__Set task__:
Format every line of the data below as a JSON list of strings, one string per line, and leave out any blank lines.

[Coordinate annotation entries]
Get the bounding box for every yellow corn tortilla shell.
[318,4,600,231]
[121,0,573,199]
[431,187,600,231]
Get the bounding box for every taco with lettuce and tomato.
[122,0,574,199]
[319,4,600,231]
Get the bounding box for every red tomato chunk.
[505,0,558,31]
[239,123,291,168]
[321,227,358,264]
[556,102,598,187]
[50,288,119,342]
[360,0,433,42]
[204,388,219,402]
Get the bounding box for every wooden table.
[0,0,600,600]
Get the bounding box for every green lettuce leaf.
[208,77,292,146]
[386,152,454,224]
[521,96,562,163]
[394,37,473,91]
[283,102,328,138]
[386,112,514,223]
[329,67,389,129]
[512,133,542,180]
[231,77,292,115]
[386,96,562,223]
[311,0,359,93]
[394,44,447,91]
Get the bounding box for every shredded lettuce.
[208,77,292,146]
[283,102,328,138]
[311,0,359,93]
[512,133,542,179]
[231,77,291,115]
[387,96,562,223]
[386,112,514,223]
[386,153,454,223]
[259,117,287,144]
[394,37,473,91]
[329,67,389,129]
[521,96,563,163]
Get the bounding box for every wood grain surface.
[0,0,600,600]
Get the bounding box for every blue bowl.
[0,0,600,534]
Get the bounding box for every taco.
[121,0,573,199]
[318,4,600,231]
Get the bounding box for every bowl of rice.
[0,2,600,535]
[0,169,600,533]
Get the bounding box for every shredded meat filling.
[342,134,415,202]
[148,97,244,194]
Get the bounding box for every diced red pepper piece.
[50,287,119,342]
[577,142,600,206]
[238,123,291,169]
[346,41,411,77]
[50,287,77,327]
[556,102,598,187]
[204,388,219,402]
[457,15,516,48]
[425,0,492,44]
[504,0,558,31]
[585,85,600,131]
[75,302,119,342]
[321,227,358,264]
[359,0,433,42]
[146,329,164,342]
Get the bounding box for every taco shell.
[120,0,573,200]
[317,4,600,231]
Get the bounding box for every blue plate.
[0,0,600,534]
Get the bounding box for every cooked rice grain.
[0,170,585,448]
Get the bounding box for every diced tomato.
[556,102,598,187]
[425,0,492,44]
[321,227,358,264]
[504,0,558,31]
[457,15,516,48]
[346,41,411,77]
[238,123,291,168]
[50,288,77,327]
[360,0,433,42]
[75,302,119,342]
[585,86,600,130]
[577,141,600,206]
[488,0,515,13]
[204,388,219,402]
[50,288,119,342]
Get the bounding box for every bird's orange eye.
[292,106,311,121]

__Written answer__:
[
  "Get the bounding box for every yellow corn tortilla shell.",
  "[318,4,600,231]",
  "[121,0,573,199]",
  "[431,187,600,231]",
  "Get the bounding box for every taco with lettuce and tomato.",
  "[122,0,574,199]",
  "[319,4,600,231]",
  "Get the bounding box for every red tomato chunk.",
  "[505,0,558,31]",
  "[239,123,291,168]",
  "[321,227,358,264]",
  "[556,102,598,187]",
  "[50,288,119,342]",
  "[360,0,433,42]",
  "[204,388,219,402]",
  "Get the bounding box for every wooden table.",
  "[0,0,600,600]",
  "Get the bounding box for every green lettuce leaf.",
  "[208,77,292,146]",
  "[386,152,454,224]",
  "[521,96,562,163]",
  "[394,37,473,91]",
  "[283,102,328,138]",
  "[386,112,514,223]",
  "[329,67,389,129]",
  "[512,133,542,180]",
  "[231,77,292,115]",
  "[386,96,562,223]",
  "[311,0,359,93]",
  "[394,44,447,91]",
  "Get the bounding box for every shredded lettuce.",
  "[208,77,292,146]",
  "[283,102,328,138]",
  "[311,0,359,93]",
  "[512,133,542,179]",
  "[231,77,291,115]",
  "[387,96,562,223]",
  "[386,112,514,223]",
  "[386,153,454,223]",
  "[259,117,287,144]",
  "[394,37,473,91]",
  "[329,67,389,129]",
  "[521,96,563,163]",
  "Get the bounding box for every wood grain surface.",
  "[0,0,600,600]",
  "Get the bounding box for every blue bowl.",
  "[0,0,600,534]",
  "Get the bounding box for every taco.",
  "[121,0,573,199]",
  "[318,4,600,231]",
  "Get the bounding box for every bowl of rice.",
  "[0,2,600,535]",
  "[0,169,600,533]",
  "Get the bounding box for every shredded meat filling.",
  "[342,134,415,202]",
  "[148,97,244,194]",
  "Get the bounding box for every diced red pepper piece.",
  "[50,287,119,342]",
  "[577,142,600,206]",
  "[238,123,291,169]",
  "[346,41,411,77]",
  "[50,287,77,327]",
  "[556,102,598,187]",
  "[204,388,219,402]",
  "[457,15,516,48]",
  "[425,0,492,44]",
  "[504,0,558,31]",
  "[585,85,600,131]",
  "[75,302,119,342]",
  "[321,227,358,264]",
  "[359,0,433,42]",
  "[146,329,164,342]",
  "Get the bounding box for every taco shell.",
  "[120,0,573,200]",
  "[317,4,600,231]",
  "Get the bounding box for every blue plate.",
  "[0,0,600,534]",
  "Get the bounding box for every cooked rice grain.",
  "[0,170,585,448]",
  "Get the bounding box for every diced tomato.",
  "[556,102,598,187]",
  "[425,0,492,44]",
  "[321,227,358,264]",
  "[504,0,558,31]",
  "[457,15,516,48]",
  "[346,41,411,77]",
  "[238,123,291,168]",
  "[50,288,77,327]",
  "[360,0,433,42]",
  "[75,302,119,342]",
  "[585,86,600,130]",
  "[577,141,600,206]",
  "[488,0,515,13]",
  "[204,388,219,402]",
  "[50,288,119,342]",
  "Get the bounding box for every bird's orange eye.",
  "[292,106,311,121]"
]